**Records provided**:
┏━━
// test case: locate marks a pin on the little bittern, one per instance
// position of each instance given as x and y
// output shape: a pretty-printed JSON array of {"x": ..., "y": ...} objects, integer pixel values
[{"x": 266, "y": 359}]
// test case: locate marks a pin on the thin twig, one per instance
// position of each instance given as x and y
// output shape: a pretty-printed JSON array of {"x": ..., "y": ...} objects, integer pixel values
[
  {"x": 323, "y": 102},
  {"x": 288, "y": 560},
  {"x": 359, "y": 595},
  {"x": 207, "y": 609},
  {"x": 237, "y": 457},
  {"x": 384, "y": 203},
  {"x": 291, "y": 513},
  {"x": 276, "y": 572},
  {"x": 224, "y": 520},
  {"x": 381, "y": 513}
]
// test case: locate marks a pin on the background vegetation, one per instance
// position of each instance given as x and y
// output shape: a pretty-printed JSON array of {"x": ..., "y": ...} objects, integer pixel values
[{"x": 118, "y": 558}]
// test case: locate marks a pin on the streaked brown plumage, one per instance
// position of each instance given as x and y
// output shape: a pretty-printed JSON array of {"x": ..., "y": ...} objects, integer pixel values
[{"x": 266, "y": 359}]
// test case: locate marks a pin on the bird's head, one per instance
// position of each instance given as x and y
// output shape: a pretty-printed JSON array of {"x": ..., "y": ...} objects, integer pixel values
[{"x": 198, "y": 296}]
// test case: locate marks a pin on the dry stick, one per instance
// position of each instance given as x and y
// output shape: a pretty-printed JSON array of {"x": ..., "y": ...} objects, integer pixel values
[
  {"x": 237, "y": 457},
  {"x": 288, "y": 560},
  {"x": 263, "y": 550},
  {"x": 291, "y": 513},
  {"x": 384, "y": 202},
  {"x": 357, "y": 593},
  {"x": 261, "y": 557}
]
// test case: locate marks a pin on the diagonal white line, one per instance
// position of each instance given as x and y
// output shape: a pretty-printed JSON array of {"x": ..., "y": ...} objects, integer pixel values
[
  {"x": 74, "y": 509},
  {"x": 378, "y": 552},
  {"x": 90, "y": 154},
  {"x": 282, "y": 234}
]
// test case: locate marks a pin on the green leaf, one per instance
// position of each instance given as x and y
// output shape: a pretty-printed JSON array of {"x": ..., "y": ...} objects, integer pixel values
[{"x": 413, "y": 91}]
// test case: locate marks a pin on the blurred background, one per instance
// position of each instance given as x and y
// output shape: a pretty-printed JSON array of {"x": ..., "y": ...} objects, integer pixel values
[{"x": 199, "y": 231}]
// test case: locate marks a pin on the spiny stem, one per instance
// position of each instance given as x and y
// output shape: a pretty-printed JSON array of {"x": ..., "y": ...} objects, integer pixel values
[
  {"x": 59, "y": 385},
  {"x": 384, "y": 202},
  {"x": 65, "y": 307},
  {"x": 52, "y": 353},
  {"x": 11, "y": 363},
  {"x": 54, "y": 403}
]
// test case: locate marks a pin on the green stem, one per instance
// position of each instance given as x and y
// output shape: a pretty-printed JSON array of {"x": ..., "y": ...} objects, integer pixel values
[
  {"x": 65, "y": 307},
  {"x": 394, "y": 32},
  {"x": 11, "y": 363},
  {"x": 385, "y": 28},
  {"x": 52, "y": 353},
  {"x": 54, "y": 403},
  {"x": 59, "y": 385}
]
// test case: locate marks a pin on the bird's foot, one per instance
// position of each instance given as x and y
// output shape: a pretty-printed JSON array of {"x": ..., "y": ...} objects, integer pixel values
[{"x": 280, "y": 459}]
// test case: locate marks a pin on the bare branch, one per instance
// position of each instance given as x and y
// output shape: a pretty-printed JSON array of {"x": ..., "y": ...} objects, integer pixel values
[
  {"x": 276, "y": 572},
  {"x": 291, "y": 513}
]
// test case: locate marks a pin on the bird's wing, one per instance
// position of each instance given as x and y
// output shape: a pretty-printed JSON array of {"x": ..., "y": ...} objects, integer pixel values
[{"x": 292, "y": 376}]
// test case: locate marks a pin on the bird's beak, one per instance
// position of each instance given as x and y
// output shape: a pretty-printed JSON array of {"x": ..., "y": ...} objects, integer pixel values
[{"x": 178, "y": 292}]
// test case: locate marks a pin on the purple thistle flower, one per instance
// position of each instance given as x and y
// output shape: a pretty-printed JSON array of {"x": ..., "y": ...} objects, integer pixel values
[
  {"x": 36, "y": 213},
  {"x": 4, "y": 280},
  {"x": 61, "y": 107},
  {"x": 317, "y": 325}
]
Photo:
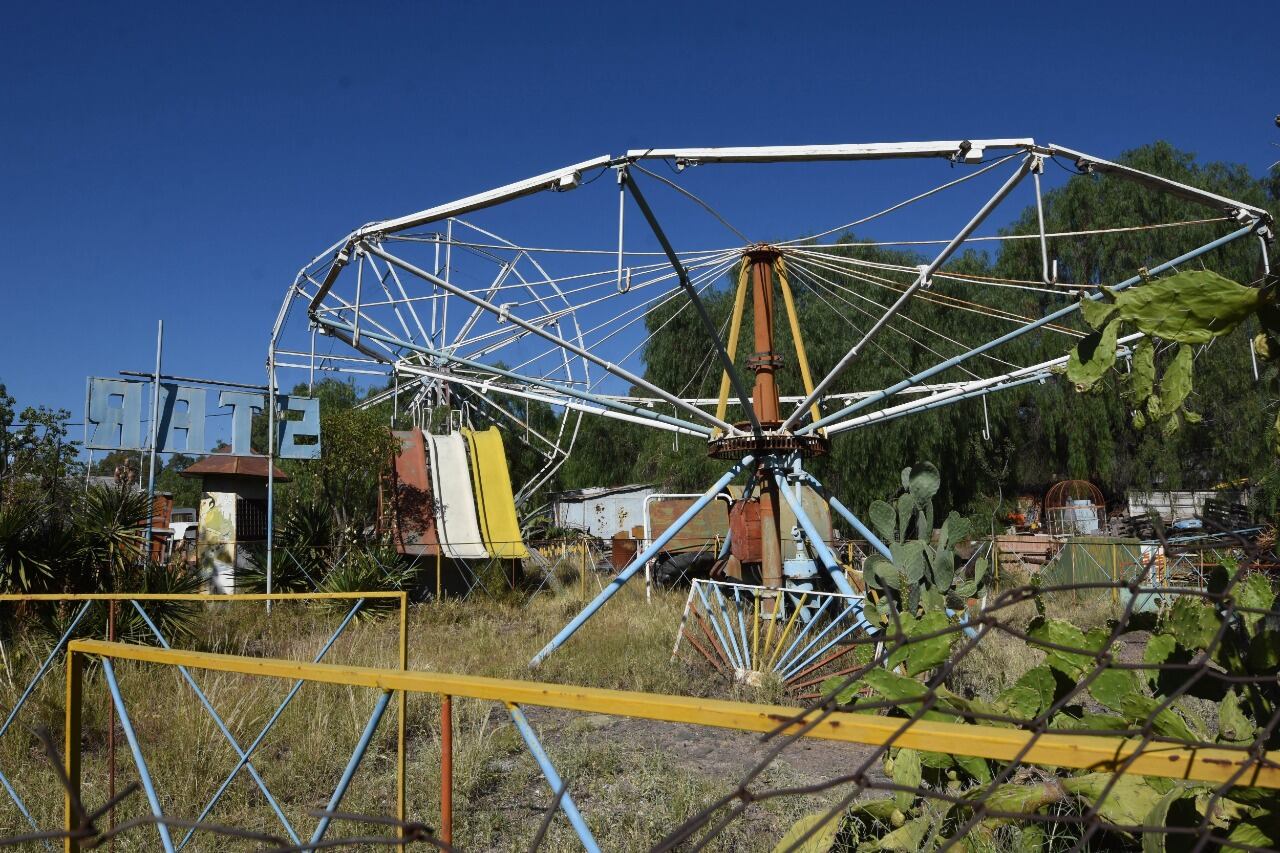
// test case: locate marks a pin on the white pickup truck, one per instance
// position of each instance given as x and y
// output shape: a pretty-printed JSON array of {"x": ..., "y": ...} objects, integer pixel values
[{"x": 181, "y": 520}]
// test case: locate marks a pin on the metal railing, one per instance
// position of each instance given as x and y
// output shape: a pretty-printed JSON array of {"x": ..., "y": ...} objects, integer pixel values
[{"x": 1132, "y": 756}]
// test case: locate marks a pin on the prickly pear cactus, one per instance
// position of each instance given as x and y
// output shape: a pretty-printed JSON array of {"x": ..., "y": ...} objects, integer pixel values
[{"x": 922, "y": 574}]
┗━━
Turn all of the data above into a numbered list, one line per item, with blank lines left out and the pictures not included.

1. // test case: locate marks a pin on the little bittern, one per instance
2. // position of each instance given as x and y
3. // output shape: a pretty-printed JSON array of {"x": ..., "y": ...} objects, integer pixel values
4. [{"x": 266, "y": 359}]
5. // test case: locate marks a pin on the thin twig, one per instance
6. // position of each instance given as x and y
7. // output shape: a pretty-printed JSON array of {"x": ..., "y": ...} objects, integer pixel values
8. [
9.   {"x": 323, "y": 102},
10.   {"x": 288, "y": 560},
11.   {"x": 359, "y": 595},
12.   {"x": 207, "y": 609},
13.   {"x": 237, "y": 457},
14.   {"x": 384, "y": 203},
15.   {"x": 291, "y": 513},
16.   {"x": 276, "y": 572},
17.   {"x": 224, "y": 520},
18.   {"x": 381, "y": 513}
19. ]
20. // test case: locate marks a pin on the background vegetation, one per instance
21. // position of each instance given as x and y
22. // output shape: a pretty-printed JSON array of {"x": ..., "y": ...} objects, integer pixel values
23. [{"x": 118, "y": 558}]
24. // test case: locate marks a pin on the streaked brown plumage, one per instance
25. // position of each instance given as x and y
26. // output shape: a pretty-printed JSON array of {"x": ..., "y": ...} objects, integer pixel values
27. [{"x": 266, "y": 359}]
28. // test case: locate marks a pin on the bird's head, one per instance
29. // position of each instance given as x and y
30. // output shape: a pretty-printed JSON array of {"x": ..., "y": ...} objects, integer pixel values
31. [{"x": 198, "y": 296}]
32. // test case: locate marks a pin on the dry stick, one per instance
33. // position of each instance given as x and y
34. // output shape: a pretty-printed JSON array of {"x": ..., "y": ...} objects, integer pixel values
35. [
36.   {"x": 237, "y": 457},
37.   {"x": 288, "y": 560},
38.   {"x": 263, "y": 550},
39.   {"x": 291, "y": 513},
40.   {"x": 384, "y": 202},
41.   {"x": 357, "y": 593},
42.   {"x": 261, "y": 557}
43. ]
44. // test case: locate marks a pin on the diagonal white line, one per instance
45. // position of each instance given as x and y
46. // output shape: a pretty-printed JSON array of {"x": ..., "y": ...} objects, integer pixel values
47. [
48.   {"x": 74, "y": 509},
49.   {"x": 378, "y": 552},
50.   {"x": 90, "y": 154},
51.   {"x": 282, "y": 234}
52. ]
53. // test case: locate marks a pin on the green leaf, one per instance
54. // position of each instance given as x and y
55. // output shape: a pretty-printed JSON array of {"x": ..., "y": ...} objects, integer pixel values
56. [{"x": 413, "y": 91}]
57. // test case: locate marks a pin on the blurred background, one per instance
58. // position of each instance given as x and y
59. // output shape: a pretty-printed JSON array of {"x": ..., "y": ...} objects, integer pixel values
60. [{"x": 199, "y": 231}]
61. // test case: locate marks a pin on the spiny stem, one per instance
62. // position of each instance given as x and y
63. // output shape: a pretty-printed JSON array of {"x": ..., "y": ...} objects, integer pixel values
64. [
65.   {"x": 59, "y": 385},
66.   {"x": 384, "y": 202},
67.   {"x": 65, "y": 307},
68.   {"x": 52, "y": 353},
69.   {"x": 11, "y": 363},
70.   {"x": 54, "y": 403}
71. ]
72. // test case: locate marks a pin on the green stem, one per instance
73. // position of each instance given as x and y
74. // output shape: a pretty-printed JSON array of {"x": ..., "y": ...} objects, integer pixel values
75. [
76.   {"x": 65, "y": 307},
77.   {"x": 394, "y": 32},
78.   {"x": 11, "y": 363},
79.   {"x": 385, "y": 28},
80.   {"x": 52, "y": 353},
81.   {"x": 54, "y": 403},
82.   {"x": 59, "y": 385}
83. ]
84. // test case: locate marks a pin on the bird's foot, one per instance
85. // position of each instance given as x and y
86. // output shape: a pretty-printed JSON array of {"x": ..., "y": ...} objects, integer pixel values
87. [{"x": 280, "y": 459}]
88. // test case: locate marks a pin on the bare branch, one per instance
89. // position of each instance given as x and y
90. // output shape: a pretty-printed JSON array of {"x": ..., "y": ...} objects, integer pixel values
91. [
92.   {"x": 276, "y": 572},
93.   {"x": 291, "y": 513}
94. ]
95. // test case: locate marks a pin on the bird's wing, one per instance
96. // position of each instance given as x and y
97. // output shape: a pretty-printed JSON array of {"x": ..., "y": ...} objects, integer pixel values
98. [{"x": 292, "y": 376}]
99. // test case: locate marks a pin on the bird's beak, one per instance
100. // position of each instance given as x and y
101. // output shape: a pretty-printed JSON array of {"x": ..., "y": ...} objects, integer pixel values
102. [{"x": 178, "y": 292}]
103. // test case: locate marks a pin on the purple thistle flower, one per instance
104. // position of each instance given as x and y
105. // output shape: a pretty-printed JSON array of {"x": ..., "y": ...} objects, integer pixel values
106. [
107.   {"x": 36, "y": 213},
108.   {"x": 4, "y": 280},
109.   {"x": 61, "y": 107},
110.   {"x": 317, "y": 325}
111. ]
112. Photo:
113. // test case: locate marks a pin on the white pickup truck, one per instance
114. // position of each instance given as x and y
115. // output shape: a pretty-printed JSON array of {"x": ..., "y": ...} objects, integer pixel values
116. [{"x": 181, "y": 520}]
117. // test case: locate marks a pin on the metal railing, one per instance
118. // position of each instance given as x and y
119. // output shape: a pretty-printed JSON array of {"x": ..., "y": ...} objects, integer pixel values
120. [{"x": 1132, "y": 756}]
121. // test case: locate marks a pin on the prickly pear cactus, one per instance
122. // position of each instance given as x and y
123. // output shape: a pretty-printed JSON array of {"x": ..., "y": ...} objects, integer pixel values
124. [{"x": 922, "y": 574}]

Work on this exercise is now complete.